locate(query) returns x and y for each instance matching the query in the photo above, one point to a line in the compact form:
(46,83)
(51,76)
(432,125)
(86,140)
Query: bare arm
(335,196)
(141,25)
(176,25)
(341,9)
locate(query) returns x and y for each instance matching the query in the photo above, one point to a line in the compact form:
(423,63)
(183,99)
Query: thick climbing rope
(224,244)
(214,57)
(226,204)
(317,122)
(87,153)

EXERCISE DETAILS>
Retype the records above in full. Every word should match.

WRITTEN ANSWER>
locate(query) returns x and y for each instance matching the query in the photo above, one point to a line in the compact form:
(46,83)
(51,76)
(432,125)
(86,140)
Query: bare arm
(335,196)
(141,25)
(176,25)
(341,9)
locate(query) returns x and y for each instance matching the query in the photo above, one point to a line in the compact form:
(423,63)
(183,99)
Query: thick climbing rope
(224,244)
(214,57)
(226,204)
(317,122)
(87,153)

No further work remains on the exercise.